■ Prompt:
Reproduce the entries from the start through the line containing "218,7,331,148", requests included, and add -57 to every box coordinate in the answers but to no number in the requests or their sample output. Omit the pictures.

--- Begin Data listing ---

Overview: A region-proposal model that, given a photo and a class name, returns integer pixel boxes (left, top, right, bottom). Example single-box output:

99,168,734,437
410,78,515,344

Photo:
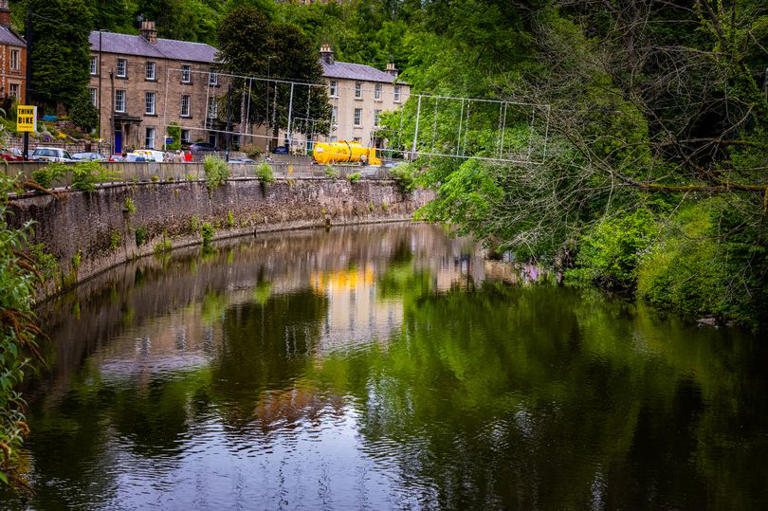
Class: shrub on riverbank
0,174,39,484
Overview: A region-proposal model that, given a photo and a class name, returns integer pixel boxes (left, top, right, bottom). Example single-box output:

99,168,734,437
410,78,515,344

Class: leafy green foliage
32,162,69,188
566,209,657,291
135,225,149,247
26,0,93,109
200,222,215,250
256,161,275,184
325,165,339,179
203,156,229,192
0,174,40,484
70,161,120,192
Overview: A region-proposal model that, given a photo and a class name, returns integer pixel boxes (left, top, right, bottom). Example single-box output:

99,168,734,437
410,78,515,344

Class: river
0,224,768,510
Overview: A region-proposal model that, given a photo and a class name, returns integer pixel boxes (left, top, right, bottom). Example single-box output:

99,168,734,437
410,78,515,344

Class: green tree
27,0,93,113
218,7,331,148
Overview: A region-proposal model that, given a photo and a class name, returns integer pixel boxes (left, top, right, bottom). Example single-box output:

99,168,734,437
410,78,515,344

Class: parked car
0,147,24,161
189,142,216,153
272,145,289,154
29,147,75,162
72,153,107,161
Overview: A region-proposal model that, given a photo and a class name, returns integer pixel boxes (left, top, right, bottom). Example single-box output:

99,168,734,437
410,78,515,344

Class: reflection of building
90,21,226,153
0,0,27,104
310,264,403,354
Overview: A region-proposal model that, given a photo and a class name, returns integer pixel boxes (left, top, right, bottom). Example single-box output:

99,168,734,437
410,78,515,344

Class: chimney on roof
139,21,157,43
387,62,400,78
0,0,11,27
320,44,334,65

--- End Data listing ---

■ Worked solution:
Overview: A region-proposal model that, given a photo and a class name, returns integer pixel boxes (left, top, right, bottom). Example single-box output:

99,168,734,437
410,78,515,344

Photo:
Class: shrub on riverbank
-57,117,-18,427
Overview: A region-proposal model that, given a photo and a class name, returns integer pixel boxes (left, top, right, bottom). Example single-box output:

99,168,734,437
410,78,515,344

Class: leafy green foliage
-25,105,12,131
509,152,600,234
78,168,92,190
-31,-57,36,52
143,165,158,193
199,104,218,127
268,108,282,122
146,99,172,135
-57,117,-17,427
13,104,63,135
Overview: A region-proposal model that, given a photo and a class name, returns integer pixel boxes (left, top, right, bottom). Example single-box output:

99,168,734,437
410,78,515,344

Class: river
-57,167,711,453
Overview: A region-proposal model that, given a photo and a class name, returns integer pixel boxes (left, top, right, bottom). Example single-box output:

99,168,734,437
410,78,515,344

Class: green tree
-30,-57,36,56
161,-50,274,91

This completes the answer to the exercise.